— Page extract —
....

!pip3 install --upgrade seaborn # Updates the seaborn version in the collab notebook.
import warnings
warnings.filterwarnings('ignore')
Box plot¶
Box plot, also called the box-and-whisker plot:
- a way to show the distribution of values based on the five-number summary: minimum, first quartile, median, third quartile, and maximum.
Median¶
The median is the value that separates the higher half of a data from the lower half. It’s calculated by the following steps: order your values, and find the middle one. For example, if we have the numbers 1, 3, 4, 7, 8, 8, 9, the median will be 7.
First quartile¶
The first quartile is the median of the data values to the left of the median in our ordered values. Ex: For the numbers 1, 3, 4, 7, 8, 8, 9, the first quartile will be ?
Third quartile¶
The third quartile is the median of the data values to the right of the median in our ordered values. Ex: For the numbers 1, 3, 4, 7, 8, 8, 9, the Third quartile will be ?
Interquartile Range(IQR)¶
The IQR approximates the amount of spread in the middle 50% of the data. The formula is the third quartile - the first quartile. Ex: For the numbers 1, 3, 4, 7, 8, 8, 9, the IQR will be ?
Outlier¶
An outlier is a data value that lies outside the overall pattern. A commonly used rule says that a value is an outlier if it’s less than the first quartile - 1.5 IQR or high than the third quartile + 1.5 IQR.
Maximum and Minimum¶
The minimum and the maximum are just the min and max values from our data. (outliers are not included)
import seaborn as sns
sns.set(style="whitegrid")
tips = sns.load_dataset("tips")
sns.boxplot(y=tips["total_bill"])
sns.boxplot(x="day", y="total_bill", data=tips)
Excercise¶
- Draw a boxplot for smoker and non-smoker for the above plot.
- Draw the boxplot for males and females for the above plot.
# @title Please try yourself
# Hint: Remember `hue` from last class?
Use swarmplot() to show the datapoints on top of the boxes:¶
sns.boxplot(x="day", y="total_bill", data=tips)
sns.swarmplot(x="day", y="total_bill", data=tips, color=".25")
sns.catplot(x="day", y="total_bill", data=tips, kind='box')
What Is Correlation and Why Is It Useful?¶
Correlation is one of the most widely used — and widely misunderstood — statistical concepts. In this overview, we provide the definitions and intuition behind several types of correlation and illustrate how to calculate correlation using the Python pandas library.
The term "correlation" refers to a mutual relationship or association between quantities. In almost any business, it is useful to express one quantity in terms of its relationship with others. For example, sales might increase when the marketing department spends more on TV advertisements, or a customer's average purchase amount on an e-commerce website might depend on a number of factors related to that customer. Often, correlation is the first step to understanding these relationships and subsequently building better business and statistical models.
Why is correlation a useful metric?¶
- Correlation can help in predicting one quantity from another
- Correlation can (but often does not, as we will see in some examples below) indicate the presence of a causal relationship
- Correlation is used as a basic quantity and foundation for many other modeling techniques
Correlation in Pandas¶
df.corr()
tips.corr() # That was easy, right?!!

....

— Dataset —
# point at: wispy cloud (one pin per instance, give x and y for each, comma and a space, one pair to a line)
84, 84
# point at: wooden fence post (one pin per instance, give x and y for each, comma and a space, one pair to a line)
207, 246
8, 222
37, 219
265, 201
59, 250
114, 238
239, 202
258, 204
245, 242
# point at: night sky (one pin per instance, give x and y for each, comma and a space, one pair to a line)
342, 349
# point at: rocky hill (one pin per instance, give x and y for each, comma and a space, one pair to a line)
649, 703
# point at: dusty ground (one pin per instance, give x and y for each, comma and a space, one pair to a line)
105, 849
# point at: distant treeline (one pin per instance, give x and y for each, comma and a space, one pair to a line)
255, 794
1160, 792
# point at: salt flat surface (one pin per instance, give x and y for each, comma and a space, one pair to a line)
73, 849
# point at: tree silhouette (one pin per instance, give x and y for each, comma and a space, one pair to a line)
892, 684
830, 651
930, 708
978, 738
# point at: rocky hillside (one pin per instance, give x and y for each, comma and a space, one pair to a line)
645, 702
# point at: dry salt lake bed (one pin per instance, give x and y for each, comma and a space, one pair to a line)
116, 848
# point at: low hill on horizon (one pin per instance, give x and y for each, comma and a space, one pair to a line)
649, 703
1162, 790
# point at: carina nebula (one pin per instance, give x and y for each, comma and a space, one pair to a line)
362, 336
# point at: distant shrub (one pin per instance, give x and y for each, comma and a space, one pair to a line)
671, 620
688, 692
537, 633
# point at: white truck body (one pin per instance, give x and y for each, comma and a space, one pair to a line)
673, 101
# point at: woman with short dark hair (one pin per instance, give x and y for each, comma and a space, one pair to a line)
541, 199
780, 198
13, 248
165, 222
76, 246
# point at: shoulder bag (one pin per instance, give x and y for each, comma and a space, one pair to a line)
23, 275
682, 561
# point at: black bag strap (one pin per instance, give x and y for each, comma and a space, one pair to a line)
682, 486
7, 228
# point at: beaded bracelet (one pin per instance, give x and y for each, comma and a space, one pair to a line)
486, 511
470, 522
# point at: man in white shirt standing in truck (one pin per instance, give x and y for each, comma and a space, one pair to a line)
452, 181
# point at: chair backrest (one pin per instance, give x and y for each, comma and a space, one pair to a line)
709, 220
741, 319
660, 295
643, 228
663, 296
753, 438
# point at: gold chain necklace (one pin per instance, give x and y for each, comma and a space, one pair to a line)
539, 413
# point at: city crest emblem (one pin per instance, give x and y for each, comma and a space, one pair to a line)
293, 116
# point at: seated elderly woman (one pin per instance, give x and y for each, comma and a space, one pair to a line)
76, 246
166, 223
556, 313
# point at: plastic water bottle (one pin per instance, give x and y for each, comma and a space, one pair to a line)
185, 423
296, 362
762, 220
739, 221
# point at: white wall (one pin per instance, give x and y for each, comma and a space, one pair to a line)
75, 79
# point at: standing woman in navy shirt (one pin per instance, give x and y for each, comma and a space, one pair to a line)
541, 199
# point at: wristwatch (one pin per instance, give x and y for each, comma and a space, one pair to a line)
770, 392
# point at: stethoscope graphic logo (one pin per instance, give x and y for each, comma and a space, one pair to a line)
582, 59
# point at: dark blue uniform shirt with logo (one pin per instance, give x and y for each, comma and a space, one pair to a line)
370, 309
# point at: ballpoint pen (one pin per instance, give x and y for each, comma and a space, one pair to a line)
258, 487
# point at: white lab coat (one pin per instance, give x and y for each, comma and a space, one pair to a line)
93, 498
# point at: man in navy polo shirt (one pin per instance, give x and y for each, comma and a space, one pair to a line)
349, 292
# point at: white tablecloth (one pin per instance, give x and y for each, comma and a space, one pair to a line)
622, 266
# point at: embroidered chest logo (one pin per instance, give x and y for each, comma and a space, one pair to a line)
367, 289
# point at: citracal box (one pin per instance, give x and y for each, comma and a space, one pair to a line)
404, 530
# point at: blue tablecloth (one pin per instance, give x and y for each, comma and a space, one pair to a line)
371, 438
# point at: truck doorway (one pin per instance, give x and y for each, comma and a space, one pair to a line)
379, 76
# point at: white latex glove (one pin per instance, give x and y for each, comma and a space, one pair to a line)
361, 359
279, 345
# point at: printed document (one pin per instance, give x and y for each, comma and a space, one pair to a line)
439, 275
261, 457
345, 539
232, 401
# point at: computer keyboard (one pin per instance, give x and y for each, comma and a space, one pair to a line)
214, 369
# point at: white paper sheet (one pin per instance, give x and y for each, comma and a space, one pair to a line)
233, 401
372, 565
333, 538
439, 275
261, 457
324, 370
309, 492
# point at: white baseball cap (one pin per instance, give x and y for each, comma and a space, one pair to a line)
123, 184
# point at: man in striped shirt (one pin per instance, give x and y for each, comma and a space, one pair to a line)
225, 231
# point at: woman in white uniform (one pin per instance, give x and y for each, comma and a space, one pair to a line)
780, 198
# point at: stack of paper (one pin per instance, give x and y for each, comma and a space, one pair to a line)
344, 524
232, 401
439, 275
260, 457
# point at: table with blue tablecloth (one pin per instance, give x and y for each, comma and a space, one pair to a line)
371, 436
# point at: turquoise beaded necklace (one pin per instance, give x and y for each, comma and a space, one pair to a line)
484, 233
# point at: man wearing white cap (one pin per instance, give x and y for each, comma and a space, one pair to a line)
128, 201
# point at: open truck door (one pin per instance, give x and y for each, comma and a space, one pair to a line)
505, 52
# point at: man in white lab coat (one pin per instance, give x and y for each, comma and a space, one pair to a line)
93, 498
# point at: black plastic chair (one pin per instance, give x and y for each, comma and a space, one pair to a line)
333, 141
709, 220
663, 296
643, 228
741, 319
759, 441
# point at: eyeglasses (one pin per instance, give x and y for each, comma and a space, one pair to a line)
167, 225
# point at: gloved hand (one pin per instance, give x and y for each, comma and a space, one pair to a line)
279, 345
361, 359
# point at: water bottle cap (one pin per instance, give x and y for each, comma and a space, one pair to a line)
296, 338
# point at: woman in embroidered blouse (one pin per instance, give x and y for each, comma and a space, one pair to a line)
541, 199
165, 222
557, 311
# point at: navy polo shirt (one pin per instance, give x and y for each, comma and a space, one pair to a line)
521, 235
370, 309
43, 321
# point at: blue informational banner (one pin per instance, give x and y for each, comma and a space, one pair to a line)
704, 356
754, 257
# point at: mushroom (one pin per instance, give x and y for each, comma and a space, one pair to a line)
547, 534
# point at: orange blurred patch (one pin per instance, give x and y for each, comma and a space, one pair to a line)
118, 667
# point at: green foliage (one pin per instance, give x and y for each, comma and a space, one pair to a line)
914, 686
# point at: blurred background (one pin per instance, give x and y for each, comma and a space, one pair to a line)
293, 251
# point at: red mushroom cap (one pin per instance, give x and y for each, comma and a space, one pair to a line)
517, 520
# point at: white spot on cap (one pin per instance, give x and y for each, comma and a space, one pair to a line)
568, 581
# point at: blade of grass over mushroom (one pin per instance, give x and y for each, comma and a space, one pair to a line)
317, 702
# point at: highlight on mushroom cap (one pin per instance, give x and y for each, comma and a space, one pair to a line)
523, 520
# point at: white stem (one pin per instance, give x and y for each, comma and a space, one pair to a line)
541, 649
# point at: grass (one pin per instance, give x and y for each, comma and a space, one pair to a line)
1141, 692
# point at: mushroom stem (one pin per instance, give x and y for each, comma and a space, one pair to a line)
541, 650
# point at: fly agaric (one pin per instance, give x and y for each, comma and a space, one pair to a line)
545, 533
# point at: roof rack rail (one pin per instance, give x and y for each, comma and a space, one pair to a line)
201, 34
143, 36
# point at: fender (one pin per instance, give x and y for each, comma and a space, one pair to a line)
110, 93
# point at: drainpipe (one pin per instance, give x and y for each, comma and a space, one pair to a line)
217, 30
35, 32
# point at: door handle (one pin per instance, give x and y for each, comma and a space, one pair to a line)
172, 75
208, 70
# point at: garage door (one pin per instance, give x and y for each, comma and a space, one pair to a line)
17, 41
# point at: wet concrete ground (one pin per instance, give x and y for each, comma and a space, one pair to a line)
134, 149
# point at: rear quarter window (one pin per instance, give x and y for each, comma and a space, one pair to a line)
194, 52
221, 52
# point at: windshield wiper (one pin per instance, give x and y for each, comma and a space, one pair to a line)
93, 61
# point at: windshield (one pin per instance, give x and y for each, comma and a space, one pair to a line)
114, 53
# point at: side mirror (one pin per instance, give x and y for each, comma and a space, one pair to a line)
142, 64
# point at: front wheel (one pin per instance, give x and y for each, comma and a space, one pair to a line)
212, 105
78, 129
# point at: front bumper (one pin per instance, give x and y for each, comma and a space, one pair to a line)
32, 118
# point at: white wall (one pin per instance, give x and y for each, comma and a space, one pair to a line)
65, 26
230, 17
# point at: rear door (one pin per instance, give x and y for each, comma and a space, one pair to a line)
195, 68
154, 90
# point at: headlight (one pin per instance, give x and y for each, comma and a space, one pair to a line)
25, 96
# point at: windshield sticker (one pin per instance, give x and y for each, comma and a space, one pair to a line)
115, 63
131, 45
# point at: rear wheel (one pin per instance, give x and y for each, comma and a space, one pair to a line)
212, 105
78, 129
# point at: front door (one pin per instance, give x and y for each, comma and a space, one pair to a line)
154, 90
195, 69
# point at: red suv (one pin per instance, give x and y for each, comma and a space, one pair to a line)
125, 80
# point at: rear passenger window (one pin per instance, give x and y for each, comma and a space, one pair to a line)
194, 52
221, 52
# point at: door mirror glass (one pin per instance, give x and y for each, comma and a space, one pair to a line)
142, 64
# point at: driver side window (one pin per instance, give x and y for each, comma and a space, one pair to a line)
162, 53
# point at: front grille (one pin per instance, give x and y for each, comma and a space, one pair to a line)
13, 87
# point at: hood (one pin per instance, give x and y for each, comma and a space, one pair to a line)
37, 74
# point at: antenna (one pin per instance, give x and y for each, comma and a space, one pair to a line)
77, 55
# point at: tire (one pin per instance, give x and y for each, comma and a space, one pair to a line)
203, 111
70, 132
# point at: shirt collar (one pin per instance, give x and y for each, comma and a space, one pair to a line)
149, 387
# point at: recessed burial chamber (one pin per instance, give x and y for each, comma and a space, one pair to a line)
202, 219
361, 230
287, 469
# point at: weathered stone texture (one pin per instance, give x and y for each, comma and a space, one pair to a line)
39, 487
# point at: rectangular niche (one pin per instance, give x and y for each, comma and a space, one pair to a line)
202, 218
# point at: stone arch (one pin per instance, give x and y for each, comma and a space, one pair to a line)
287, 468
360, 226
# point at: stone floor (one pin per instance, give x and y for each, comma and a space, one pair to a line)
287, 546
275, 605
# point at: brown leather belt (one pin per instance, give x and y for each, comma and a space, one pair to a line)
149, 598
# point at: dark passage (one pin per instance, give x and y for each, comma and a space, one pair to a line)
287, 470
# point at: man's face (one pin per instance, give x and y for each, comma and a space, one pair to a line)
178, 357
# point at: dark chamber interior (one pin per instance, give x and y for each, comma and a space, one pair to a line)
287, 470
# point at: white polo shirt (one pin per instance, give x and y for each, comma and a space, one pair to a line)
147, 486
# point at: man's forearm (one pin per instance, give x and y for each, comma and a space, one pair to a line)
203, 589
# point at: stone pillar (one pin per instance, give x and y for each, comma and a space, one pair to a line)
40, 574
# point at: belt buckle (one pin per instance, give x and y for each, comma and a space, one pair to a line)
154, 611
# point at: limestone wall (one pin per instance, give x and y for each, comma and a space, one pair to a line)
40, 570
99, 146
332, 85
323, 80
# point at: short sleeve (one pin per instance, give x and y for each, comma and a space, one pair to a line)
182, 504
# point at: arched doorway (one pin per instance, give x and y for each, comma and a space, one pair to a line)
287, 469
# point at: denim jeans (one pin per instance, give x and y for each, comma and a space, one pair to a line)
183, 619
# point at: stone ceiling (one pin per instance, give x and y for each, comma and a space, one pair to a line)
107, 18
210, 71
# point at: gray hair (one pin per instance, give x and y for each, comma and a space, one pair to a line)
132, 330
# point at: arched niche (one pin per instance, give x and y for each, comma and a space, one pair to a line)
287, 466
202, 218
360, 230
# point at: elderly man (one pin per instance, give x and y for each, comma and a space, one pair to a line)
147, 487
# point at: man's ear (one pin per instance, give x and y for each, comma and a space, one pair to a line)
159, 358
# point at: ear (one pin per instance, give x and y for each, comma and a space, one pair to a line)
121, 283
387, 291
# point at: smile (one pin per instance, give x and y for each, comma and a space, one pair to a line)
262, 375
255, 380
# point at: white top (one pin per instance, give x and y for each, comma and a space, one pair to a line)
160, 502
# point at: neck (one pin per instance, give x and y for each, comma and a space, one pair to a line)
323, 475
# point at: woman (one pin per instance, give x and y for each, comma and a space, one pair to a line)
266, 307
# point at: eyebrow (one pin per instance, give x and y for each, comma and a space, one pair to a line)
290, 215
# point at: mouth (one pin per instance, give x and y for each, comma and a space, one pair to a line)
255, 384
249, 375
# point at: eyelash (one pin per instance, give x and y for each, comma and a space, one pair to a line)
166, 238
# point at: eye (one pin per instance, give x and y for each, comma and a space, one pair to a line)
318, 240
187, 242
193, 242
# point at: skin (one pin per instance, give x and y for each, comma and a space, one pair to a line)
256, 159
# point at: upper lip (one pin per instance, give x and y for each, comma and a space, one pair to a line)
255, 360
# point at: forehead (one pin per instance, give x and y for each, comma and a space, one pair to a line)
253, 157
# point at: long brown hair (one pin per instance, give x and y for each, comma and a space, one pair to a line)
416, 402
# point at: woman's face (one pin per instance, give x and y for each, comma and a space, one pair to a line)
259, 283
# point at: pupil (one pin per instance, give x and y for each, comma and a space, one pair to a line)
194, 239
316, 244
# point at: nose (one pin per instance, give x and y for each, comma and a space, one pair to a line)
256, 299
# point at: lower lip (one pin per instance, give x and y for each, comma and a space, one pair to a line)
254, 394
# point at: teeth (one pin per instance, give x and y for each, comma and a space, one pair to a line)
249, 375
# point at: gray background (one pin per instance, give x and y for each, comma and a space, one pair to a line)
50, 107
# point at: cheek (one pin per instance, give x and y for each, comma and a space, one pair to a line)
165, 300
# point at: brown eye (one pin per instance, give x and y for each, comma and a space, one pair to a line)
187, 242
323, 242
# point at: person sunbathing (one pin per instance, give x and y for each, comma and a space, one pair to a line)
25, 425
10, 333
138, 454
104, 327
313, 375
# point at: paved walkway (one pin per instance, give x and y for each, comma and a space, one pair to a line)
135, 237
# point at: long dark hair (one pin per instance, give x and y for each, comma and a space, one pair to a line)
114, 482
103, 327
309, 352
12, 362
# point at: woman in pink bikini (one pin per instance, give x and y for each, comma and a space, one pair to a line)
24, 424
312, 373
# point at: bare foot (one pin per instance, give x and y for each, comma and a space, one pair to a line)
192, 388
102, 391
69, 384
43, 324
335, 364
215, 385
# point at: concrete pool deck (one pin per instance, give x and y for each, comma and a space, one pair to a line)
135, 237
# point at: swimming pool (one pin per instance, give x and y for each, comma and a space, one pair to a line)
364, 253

....

— Problems to solve —
**1)** Answer these from the tutorial:
(a) What is the median of the numbers 1, 3, 4, 7, 8, 8, 9?
(b) What formula gives the interquartile range?
(c) Which function puts the data points on top of the boxes?
**2)** Repeat the part of the tutorial that opens with the words containing "Maximum and Minimum¶" and closes with "from last class?".
**3)** Using the tutorial, explain in one to three sentences why correlation is called a useful metric.

— Answers to the problems —
**1)**
(a) 7
(b) The third quartile minus the first quartile.
(c) swarmplot()

**2)**
Maximum and Minimum¶
The minimum and the maximum are just the min and max values from our data. (outliers are not included)
import seaborn as sns
sns.set(style="whitegrid")
tips = sns.load_dataset("tips")
sns.boxplot(y=tips["total_bill"])
sns.boxplot(x="day", y="total_bill", data=tips)
Excercise¶
- Draw a boxplot for smoker and non-smoker for the above plot.
- Draw the boxplot for males and females for the above plot.
# @title Please try yourself
# Hint: Remember `hue` from last class?

**3)** Correlation can help predict one quantity from another. It can sometimes point to a causal relationship, though often it does not. It also serves as a basic quantity and a foundation for many other modeling techniques.